> Source material
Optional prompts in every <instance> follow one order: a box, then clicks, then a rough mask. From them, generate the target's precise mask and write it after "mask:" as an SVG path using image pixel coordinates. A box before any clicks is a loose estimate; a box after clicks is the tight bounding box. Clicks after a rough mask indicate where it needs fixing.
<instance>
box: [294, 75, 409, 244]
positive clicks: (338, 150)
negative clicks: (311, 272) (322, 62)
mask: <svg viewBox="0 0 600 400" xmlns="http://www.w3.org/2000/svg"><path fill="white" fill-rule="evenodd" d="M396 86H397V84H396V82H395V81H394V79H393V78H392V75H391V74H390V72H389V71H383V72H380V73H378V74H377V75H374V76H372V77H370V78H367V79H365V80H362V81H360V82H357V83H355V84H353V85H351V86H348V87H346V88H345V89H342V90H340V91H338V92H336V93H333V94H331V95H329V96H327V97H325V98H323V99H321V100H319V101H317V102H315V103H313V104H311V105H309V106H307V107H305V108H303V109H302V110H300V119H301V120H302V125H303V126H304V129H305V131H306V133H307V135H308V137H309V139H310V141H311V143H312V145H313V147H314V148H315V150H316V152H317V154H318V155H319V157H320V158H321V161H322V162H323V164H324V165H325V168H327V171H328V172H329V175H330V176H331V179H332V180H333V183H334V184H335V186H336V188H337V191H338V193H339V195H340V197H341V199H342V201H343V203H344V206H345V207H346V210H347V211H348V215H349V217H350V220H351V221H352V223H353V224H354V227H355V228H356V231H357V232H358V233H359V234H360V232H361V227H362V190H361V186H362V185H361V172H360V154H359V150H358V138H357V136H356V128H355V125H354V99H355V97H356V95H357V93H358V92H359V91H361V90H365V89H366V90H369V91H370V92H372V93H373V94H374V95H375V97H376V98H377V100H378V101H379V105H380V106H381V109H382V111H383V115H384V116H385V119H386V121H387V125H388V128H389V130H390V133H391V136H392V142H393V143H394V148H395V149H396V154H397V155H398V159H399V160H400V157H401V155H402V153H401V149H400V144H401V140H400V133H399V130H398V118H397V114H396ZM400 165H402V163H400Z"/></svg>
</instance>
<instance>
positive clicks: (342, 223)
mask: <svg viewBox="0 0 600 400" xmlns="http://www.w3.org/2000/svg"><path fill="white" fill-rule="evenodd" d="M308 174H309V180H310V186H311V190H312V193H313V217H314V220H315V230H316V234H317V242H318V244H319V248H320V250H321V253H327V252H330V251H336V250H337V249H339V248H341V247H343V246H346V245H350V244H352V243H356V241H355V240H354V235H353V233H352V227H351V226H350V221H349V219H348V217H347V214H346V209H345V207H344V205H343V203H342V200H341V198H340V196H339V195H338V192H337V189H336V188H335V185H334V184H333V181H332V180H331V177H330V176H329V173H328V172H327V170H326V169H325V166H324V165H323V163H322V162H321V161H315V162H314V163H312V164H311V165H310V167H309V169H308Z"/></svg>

> Task item
After reading the listing above, work out how many lines contain "instance" and reply with that number only.

> Solution to the exercise
4